- Exercise goal
Pick up the court opinion excerpt on Zingg's removal from the IRS right after its last sentence and carry it forward.

#### Extracted text ####

Zingg filed a petition to review the arbitrator's decision with the Court of Appeals for the Ninth Circuit, which transferred the case to this court. Our jurisdiction rests on 28 U.S.C. § 1295(a) (9) and 5 U.S.C. §§ 7121(f), 7703.

II

Under 5 U.S.C. § 7121(f), in this type of case "this court reviews the arbitrator's decision `in the same manner' as decisions of the Merits Systems Protection Board. Accordingly, this court may overturn the arbitrator's ruling only if it is arbitrary, capricious, abusive of discretion, illegal, procedurally deficient, or unsupported by substantial evidence. 5 U.S.C. § 7703(c) (1988). Title 5 obligates the arbitrator to sustain [the agency]'s removal decision if supported by a preponderance of the evidence. 5 U.S.C. §§ 7121(e) (2), 7701(c) (1) (B) (1988)." Brook v. Corrado, 999 F.2d 523, 526 (Fed. Cir. 1993) (case citations omitted).

A. Zingg first challenges the arbitrator's determination, which upheld the IRS's ruling, that her removal will promote the efficiency of the service. She contends that her unauthorized disclosures resulted from the failure of the personnel who supply the retention records transcript to alert the recipients that the files contained tax information for other taxpayers, or to excise such material. According to Zingg, her removal will not correct this alleged defect in the IRS's operation.

Although Zingg frames the issue in terms of promoting the efficiency of the service, her argument really is that the IRS did not show a nexus between her removal and its efficiency. The nexus requirement — that there be "a connection between the employee's misconduct and the employee's job responsibilities," Brook, 999 F.2d at 527 — is inherent in the limitation in 5 U.S.C. § 7513(a) that an agency may discipline an employee "only for such cause as will promote the efficiency of the service." Zingg's basic complaint is an alleged lack of connection between her removal for misconduct and the efficiency of the service. Cf. James v. Dale, 355 F.3d 1375, 1378 (Fed. Cir. 2004) (analyzing nexus for association with known or suspected law violator). The removal of an employee who, for whatever reason, should not continue in her position necessarily promotes the efficiency of the service. Indeed, "the requisite nexus is presumed in cases where the employee's misconduct is so egregious that it speaks for itself." King v. Frazier, 77 F.3d 1361, 1364 (Fed. Cir. 1996).

#### Recorded information ####

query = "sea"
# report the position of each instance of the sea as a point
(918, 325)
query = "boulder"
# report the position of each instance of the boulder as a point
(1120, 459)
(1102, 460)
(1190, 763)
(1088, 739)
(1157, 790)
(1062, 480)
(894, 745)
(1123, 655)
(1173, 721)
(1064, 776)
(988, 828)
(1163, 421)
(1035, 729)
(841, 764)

####

- Response to this exercise
The government contends that Zingg has waived this contention because she "failed to present any argument or evidence to the arbitrator challenging the existence of a nexus between her conduct and the IRS's removal." This conclusion is supported by the arbitrator's statement that " [t]he Union [which represented Zingg before him] concedes, as it must ... that there is a nexus between [Zingg's] proven conduct and the efficiency of the Service." Indeed, Zingg in effect concedes the point when her reply brief states that the government's position "ignores the legal requirement that the IRS has the burden to prove the nexus and not Ms. Zingg." The question, of course, is not who has the burden to prove nexus but whether she raised before the arbitrator the claim that nexus had not been proven.

On this record, we must conclude that Zingg did not raise the issue before the arbitrator. Zingg "cannot challenge upon appeal what [s]he failed to challenge before the [arbitrator].... Therefore, in the face of [Zingg's] failure to make such arguments earlier, we will not consider any error in the [arbitrator's] decision based on this argument, for it is deemed waived." White v. Dep't of Justice, 328 F.3d 1361, 1372 (Fed. Cir. 2003) (citation and footnote omitted).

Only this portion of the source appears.